» **To be done**: Reproduce everything in the material from the line containing "Bound power line." down to the line containing "383;92;449;154", with both of those lines included, and nothing else.

» **Data rows**:
>> BEGIN

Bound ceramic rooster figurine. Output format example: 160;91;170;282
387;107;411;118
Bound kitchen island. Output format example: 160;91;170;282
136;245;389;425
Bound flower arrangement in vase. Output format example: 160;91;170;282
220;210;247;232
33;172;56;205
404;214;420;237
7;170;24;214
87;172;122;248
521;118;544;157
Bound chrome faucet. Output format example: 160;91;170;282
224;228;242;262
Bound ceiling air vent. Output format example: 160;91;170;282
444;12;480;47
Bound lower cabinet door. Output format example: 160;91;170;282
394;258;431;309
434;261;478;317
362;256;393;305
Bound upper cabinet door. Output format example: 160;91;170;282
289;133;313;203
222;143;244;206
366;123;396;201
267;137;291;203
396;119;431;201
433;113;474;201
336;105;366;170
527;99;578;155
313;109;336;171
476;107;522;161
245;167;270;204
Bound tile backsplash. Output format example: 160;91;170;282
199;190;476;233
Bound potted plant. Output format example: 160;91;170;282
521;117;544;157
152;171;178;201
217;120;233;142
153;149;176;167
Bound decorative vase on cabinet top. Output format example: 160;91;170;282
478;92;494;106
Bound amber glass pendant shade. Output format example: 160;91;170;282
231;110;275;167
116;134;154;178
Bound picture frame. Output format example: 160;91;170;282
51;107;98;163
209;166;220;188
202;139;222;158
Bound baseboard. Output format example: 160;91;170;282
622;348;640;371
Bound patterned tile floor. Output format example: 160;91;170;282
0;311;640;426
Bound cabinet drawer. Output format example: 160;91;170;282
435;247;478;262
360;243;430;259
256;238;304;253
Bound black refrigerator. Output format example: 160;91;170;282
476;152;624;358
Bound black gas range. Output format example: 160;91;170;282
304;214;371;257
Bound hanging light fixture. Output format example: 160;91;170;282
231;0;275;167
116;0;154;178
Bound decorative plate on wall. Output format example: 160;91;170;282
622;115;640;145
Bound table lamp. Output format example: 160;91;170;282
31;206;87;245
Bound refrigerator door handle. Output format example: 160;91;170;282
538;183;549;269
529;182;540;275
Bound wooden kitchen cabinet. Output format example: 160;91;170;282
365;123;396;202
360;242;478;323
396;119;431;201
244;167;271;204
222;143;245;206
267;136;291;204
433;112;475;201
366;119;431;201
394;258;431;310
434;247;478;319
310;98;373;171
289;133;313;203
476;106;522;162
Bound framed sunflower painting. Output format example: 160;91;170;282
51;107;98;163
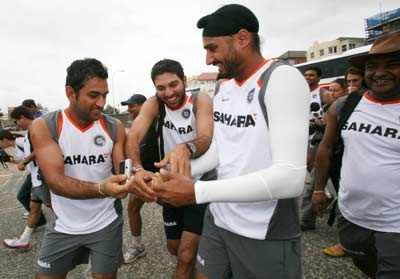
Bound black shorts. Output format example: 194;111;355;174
162;204;207;239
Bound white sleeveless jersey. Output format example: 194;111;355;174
24;133;43;187
162;96;197;154
210;62;286;239
51;112;118;234
339;93;400;233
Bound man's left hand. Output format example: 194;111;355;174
154;144;191;177
152;169;196;206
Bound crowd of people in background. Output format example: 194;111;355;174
0;4;400;279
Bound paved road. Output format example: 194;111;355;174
0;166;365;279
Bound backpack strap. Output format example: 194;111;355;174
337;91;363;135
258;60;288;127
42;110;62;143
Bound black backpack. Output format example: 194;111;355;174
327;91;363;226
0;148;11;169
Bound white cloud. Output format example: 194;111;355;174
0;0;399;110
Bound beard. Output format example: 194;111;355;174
215;52;242;79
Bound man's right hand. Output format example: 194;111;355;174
311;191;328;216
17;160;25;171
99;174;128;199
128;170;157;202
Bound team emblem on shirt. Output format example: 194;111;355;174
182;109;190;119
94;135;106;146
247;88;255;104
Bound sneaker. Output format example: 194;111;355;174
322;243;346;258
3;238;31;250
124;245;146;264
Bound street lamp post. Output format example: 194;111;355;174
111;69;125;113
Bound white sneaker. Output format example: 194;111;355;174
124;245;146;264
3;238;31;250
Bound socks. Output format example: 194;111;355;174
132;235;143;246
19;226;34;243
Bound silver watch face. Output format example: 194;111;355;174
186;142;196;156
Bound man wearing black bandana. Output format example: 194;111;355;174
153;5;310;279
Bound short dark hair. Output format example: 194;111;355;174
332;78;347;89
304;66;322;77
22;99;37;108
0;129;16;140
344;67;364;80
151;59;185;83
65;58;108;94
10;105;34;120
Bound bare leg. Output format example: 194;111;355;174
173;231;200;279
26;201;42;228
128;195;144;236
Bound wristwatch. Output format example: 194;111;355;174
186;142;197;159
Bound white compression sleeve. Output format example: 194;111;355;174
190;140;219;177
195;66;310;206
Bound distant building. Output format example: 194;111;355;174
186;73;218;97
364;8;400;44
307;37;365;61
278;50;307;65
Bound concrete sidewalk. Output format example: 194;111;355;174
0;165;366;279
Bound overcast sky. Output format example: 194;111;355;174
0;0;400;111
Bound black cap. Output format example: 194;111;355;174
121;94;146;106
22;99;36;108
197;4;258;37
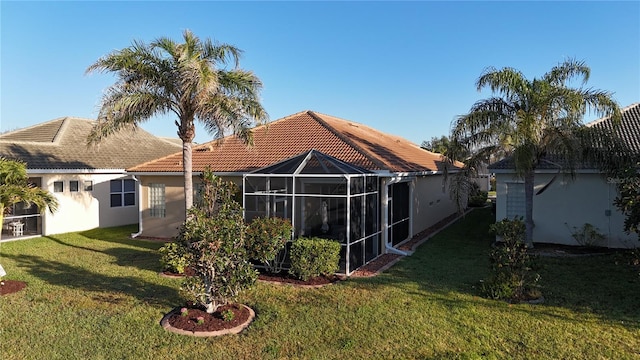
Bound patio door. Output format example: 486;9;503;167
387;182;411;246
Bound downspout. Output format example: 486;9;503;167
382;179;409;256
131;175;142;239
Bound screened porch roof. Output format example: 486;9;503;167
248;149;375;176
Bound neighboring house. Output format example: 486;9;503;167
489;103;640;248
0;117;181;239
128;111;456;274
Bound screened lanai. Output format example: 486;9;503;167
243;150;381;275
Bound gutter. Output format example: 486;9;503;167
131;175;142;239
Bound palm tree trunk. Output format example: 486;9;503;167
182;140;193;214
524;170;534;248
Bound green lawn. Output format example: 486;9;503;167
0;209;640;360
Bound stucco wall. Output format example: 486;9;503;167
496;174;638;247
411;175;456;236
39;173;138;235
138;175;242;238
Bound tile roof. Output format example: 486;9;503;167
0;117;182;170
128;111;450;173
587;103;640;154
489;103;640;170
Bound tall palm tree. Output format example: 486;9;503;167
452;60;621;247
0;158;58;239
86;30;268;214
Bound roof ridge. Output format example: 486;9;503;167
306;110;387;169
51;116;71;144
585;102;640;127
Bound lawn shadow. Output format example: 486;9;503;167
44;235;162;272
4;255;180;307
364;209;640;329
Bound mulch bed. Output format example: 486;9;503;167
527;243;624;257
167;304;251;332
351;254;402;277
258;271;342;286
0;280;27;295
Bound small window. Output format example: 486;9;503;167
53;181;64;192
149;184;167;218
109;179;136;207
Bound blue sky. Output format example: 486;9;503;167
0;0;640;144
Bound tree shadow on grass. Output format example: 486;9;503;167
4;255;180;307
45;236;161;272
357;210;640;329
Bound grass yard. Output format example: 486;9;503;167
0;209;640;360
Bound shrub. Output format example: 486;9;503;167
481;218;541;301
571;223;605;247
158;242;191;274
178;169;257;313
246;217;292;273
289;238;341;281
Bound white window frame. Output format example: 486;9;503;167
506;182;526;219
53;181;64;193
109;179;137;208
149;183;167;218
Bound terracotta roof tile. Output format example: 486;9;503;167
489;103;640;170
587;103;640;154
128;111;450;172
0;117;181;169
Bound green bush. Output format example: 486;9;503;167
158;242;191;274
178;170;257;313
246;217;292;273
571;223;605;247
289;238;341;281
481;218;541;301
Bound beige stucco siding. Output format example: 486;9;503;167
138;175;242;238
496;173;638;247
39;173;138;235
411;175;456;236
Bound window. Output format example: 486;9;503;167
53;181;64;192
149;184;167;218
507;183;524;219
110;179;136;207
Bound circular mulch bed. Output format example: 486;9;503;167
0;280;27;295
160;304;255;337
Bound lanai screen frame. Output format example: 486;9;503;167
242;150;383;275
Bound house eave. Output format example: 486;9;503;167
27;169;127;175
489;169;602;174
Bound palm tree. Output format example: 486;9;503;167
0;158;58;240
86;30;268;214
451;60;621;247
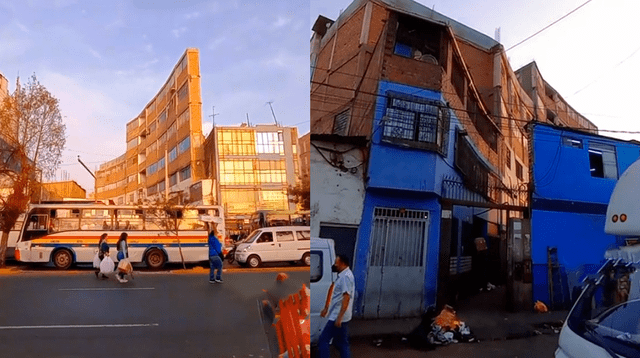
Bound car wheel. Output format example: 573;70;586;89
52;249;73;270
145;249;166;270
300;252;311;266
247;255;262;268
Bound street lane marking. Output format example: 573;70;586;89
0;323;159;329
58;287;156;291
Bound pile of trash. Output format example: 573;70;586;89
407;305;476;349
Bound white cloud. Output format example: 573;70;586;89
184;11;201;20
171;27;187;38
273;16;291;29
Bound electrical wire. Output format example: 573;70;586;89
505;0;591;52
311;81;640;134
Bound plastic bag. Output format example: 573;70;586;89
118;259;133;274
93;252;100;268
100;256;115;274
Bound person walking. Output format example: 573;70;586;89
318;255;355;358
116;232;131;283
209;226;223;283
96;232;109;280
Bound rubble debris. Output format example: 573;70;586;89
407;306;476;350
533;301;549;313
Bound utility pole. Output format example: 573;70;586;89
78;156;98;201
267;101;278;125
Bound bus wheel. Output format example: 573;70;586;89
52;249;73;270
145;249;165;270
300;252;311;266
247;255;262;268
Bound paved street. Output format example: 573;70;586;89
0;268;309;357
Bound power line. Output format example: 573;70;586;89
311;81;640;134
505;0;591;52
311;66;622;126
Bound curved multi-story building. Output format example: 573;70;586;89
96;48;204;204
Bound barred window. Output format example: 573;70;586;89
383;92;449;154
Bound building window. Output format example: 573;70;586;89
258;160;287;184
394;15;443;65
516;160;523;180
256;132;284;155
220;160;256;185
176;109;189;128
149;121;156;135
167;122;177;138
589;143;618;179
382;92;449;154
260;190;289;210
333;109;351;136
218;129;257;156
127;137;138;150
169;147;178;163
178;82;189;101
180;165;191;181
178;136;191;154
562;137;582;149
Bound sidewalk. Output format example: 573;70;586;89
349;286;568;342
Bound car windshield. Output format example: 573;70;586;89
240;230;260;243
567;260;640;357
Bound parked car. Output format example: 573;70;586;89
555;245;640;358
309;238;337;345
235;226;311;267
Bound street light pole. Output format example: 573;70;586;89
78;156;96;201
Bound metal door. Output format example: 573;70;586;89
363;208;429;318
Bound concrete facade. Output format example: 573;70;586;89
96;48;204;204
204;124;300;219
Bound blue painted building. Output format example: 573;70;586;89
531;123;640;302
354;81;459;317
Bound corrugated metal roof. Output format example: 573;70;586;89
328;0;500;50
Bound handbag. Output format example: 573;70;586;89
100;255;115;274
93;252;101;268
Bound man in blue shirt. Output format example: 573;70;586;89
318;255;355;358
209;227;222;283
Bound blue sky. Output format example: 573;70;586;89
309;0;640;140
0;0;310;192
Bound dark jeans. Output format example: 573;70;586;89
318;321;351;358
209;255;222;281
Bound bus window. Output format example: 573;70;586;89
80;209;111;230
27;214;48;231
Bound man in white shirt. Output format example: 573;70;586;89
318;255;355;358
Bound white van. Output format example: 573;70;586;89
555;245;640;358
235;226;311;267
310;238;338;345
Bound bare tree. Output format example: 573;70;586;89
0;74;66;267
146;193;190;268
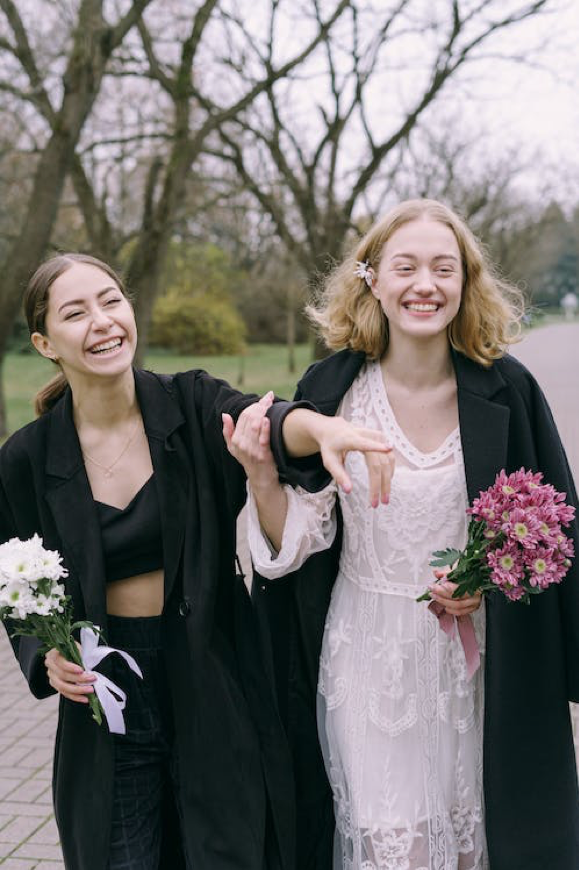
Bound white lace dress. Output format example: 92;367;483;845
249;363;488;870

>> END

» **Result of the exercise**:
Bound power line. Output format example: 573;70;586;89
311;81;640;134
505;0;591;52
311;66;622;126
Bound curved multi-story building. Output format example: 573;70;586;89
96;48;204;204
Bound barred window. Output format example: 573;70;586;89
383;92;449;154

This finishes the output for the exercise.